Point localization data:
Content starts

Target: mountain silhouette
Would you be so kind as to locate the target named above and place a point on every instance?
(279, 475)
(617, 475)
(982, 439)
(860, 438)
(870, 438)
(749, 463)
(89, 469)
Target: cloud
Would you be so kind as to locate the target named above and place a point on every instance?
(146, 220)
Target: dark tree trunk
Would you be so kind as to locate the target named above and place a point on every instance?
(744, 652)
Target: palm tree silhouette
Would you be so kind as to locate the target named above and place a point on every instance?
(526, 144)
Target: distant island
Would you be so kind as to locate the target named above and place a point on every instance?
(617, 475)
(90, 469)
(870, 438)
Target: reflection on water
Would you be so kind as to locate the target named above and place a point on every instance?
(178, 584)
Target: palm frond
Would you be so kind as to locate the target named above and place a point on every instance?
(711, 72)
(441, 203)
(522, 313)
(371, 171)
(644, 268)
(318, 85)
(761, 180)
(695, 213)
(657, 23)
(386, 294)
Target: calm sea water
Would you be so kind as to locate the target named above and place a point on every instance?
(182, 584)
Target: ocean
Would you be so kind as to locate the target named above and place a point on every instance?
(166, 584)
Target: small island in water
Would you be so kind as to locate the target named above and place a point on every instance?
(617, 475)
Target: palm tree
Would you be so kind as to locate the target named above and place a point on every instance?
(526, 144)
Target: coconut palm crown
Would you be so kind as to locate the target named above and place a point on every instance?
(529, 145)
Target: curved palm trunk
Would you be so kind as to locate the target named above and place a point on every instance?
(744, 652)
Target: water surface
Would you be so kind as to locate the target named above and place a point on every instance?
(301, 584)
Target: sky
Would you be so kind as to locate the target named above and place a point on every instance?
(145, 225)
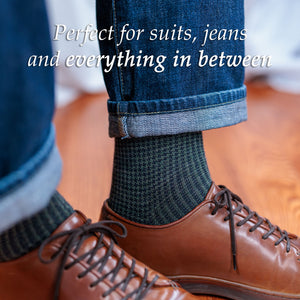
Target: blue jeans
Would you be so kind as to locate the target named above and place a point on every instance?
(142, 102)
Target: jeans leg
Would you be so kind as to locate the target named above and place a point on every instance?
(144, 102)
(29, 162)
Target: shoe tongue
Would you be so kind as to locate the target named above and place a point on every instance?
(77, 219)
(213, 190)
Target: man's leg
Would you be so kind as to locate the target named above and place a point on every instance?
(48, 251)
(30, 166)
(197, 233)
(160, 170)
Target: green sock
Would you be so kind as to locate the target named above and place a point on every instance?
(29, 234)
(158, 180)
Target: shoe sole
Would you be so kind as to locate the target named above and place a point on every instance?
(230, 290)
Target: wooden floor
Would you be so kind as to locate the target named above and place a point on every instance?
(258, 159)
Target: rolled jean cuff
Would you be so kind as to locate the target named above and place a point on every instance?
(179, 115)
(28, 190)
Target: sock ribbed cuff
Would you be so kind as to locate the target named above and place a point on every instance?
(29, 234)
(157, 180)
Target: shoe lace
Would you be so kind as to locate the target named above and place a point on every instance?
(225, 198)
(74, 240)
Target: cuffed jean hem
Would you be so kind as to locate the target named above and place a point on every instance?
(173, 116)
(29, 189)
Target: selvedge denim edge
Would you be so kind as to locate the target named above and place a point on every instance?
(29, 189)
(173, 116)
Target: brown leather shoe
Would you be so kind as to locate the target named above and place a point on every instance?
(220, 248)
(80, 261)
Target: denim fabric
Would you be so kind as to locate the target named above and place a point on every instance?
(141, 99)
(30, 166)
(29, 189)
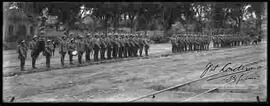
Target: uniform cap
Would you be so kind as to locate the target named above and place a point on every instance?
(35, 36)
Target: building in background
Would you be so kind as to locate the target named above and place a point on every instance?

Content ends

**Problem details**
Among the records above, repeat exactly the line with "Target: jeans leg", the line with "Target: shoe sole", and every line in between, and only those.

**Solution to this task**
Target: jeans leg
Would you be so kind as to locate the target named above and place a point on every instance?
(144, 102)
(29, 162)
Target: shoe tongue
Would you be so kind as to locate the target named above and place a point on every instance?
(77, 219)
(213, 190)
Target: man's leg
Would you be so kind as to locate the target named above and place a point on every instance?
(48, 251)
(30, 166)
(197, 233)
(160, 170)
Target: green sock
Would you be so kind as to locate the target named above and place a point on every instance?
(29, 234)
(158, 180)
Target: shoe sole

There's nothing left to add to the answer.